Recensé : Anna Colin Lebedev, Le cœur politique des mères. Analyse du mouvement des mères de soldats en Russie, Éditions de l’EHESS, Paris, 2013, 246 p.
L’ouvrage d’Anna Lebedev sur le mouvement des mères de soldats en Russie doit être salué à plusieurs titres. D’abord parce qu’il s’agit d’un tableau saisissant, au regard des problèmes du service militaire, des conditions de pauvreté et d’iniquité dans lesquelles est plongée une grande partie des Russes. Ensuite parce que, à partir de l’analyse du mouvement des mères de soldats, il va à l’encontre du stéréotype bien établi de Russes passifs, soumis et dociles. Enfin parce que, en montrant la complexité des liens entre les Mères de soldats et l’institution militaire, il ne tombe pas dans les travers médiatiques des dichotomies en noir et blanc entre le camp des bons opposants et celui du méchant pouvoir. Là où la thèse d’Anna Lebedev dérange, c’est quand elle qualifie de politique et de « mouvement social » l’activité des Mères de soldats.
Une ONG ancrée dans la Russie profonde
Le Comité des Mères de soldats est une ONG russe comptant parmi les plus anciennes et populaires en Russie, d’une part parce qu’ils traitent de l’un des problèmes les plus douloureux et touchant la grande majorité des familles en Russie : celui du service militaire et des exactions et injustices qui l’accompagnent le plus souvent. D’autre part, parce qu’ils n’invoquent pas seulement la suprématie des droits de l’homme, argument peu convainquant et peu mobilisateur dans la Russie d’aujourd’hui, mais également la figure de la mère, centrale dans les configurations de la vie quotidienne ainsi que dans le mythe de la mère-Patrie (Rodina-mat’), autant à l’époque soviétique que post-soviétique.

========================

» Série d'exercices:
a - D'après la recension, quel stéréotype l'ouvrage d'Anna Lebedev contredit-il ?
b - Poursuivez la recension de l'ouvrage sur les mères de soldats en Russie à partir de sa dernière phrase.
Ces données proviennent d'une source distincte de la recension.

» Extrait de données:

========================

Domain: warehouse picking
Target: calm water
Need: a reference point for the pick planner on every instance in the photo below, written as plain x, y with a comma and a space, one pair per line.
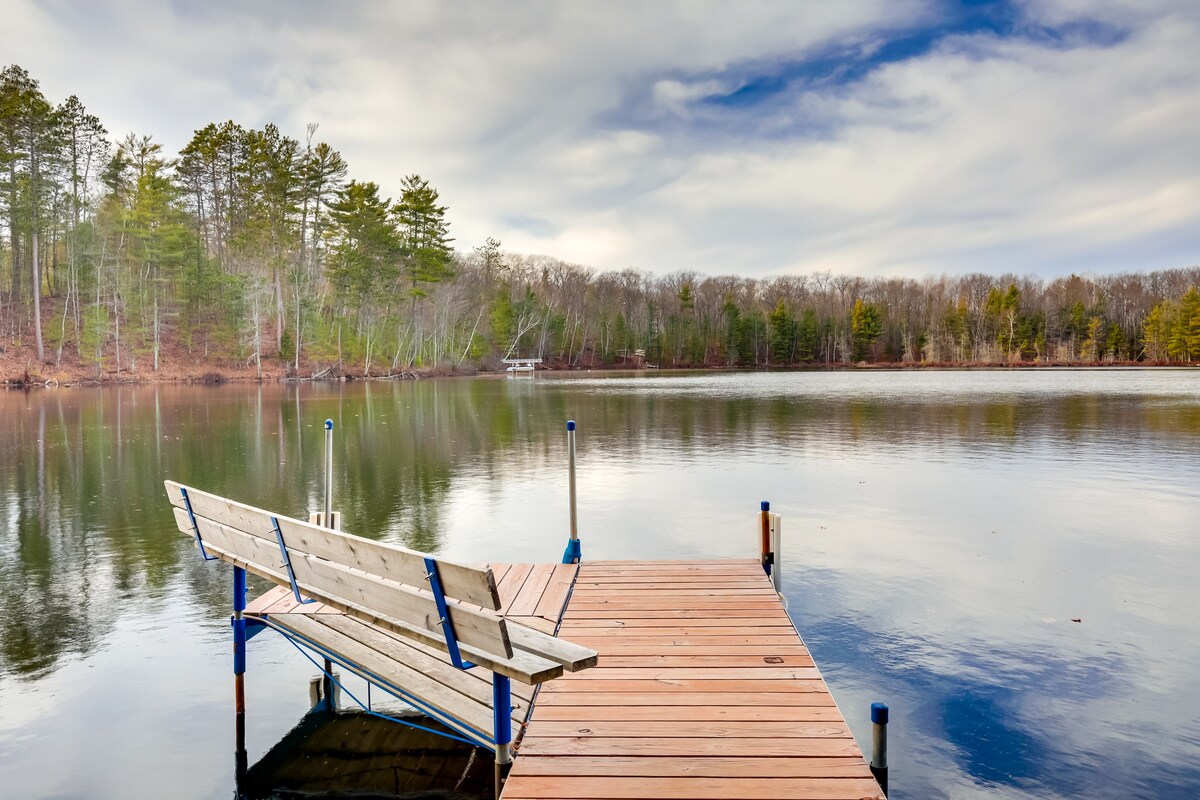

========================

» Réponses dans l'ordre:
a - Celui de Russes passifs, soumis et dociles.

b -
Aussi cette ONG a-t-elle fait l’objet de nombreuses recherches, tant scientifiques que journalistiques. Mais la démarche d’Anna Lebedev se distingue en ce qu’elle part de ceux, par milliers, qui se sont adressés aux Mères de soldats par lettre, anonymement, personnellement ou collectivement pour obtenir de l’aide, crier leur douleur ou indignation ou encore demander une réforme de l’armée. Et ces lettres lui permettent de tracer le portrait des requérants : en majorité des femmes et des mères, des gens des régions et des campagnes, éloignés des grands centres urbains et de la capitale, des familles pauvres subsistant à la limite de la misère, souvent fragilisées par l’absence ou l’incurie du père. C’est la Russie profonde, celle des ouvriers et paysans, des déshérités. C’est le reflet d’une société injuste dans laquelle se retrouvent à l’armée ceux qui n’ont ni les moyens financiers ni les contacts nécessaires pour éviter le service militaire.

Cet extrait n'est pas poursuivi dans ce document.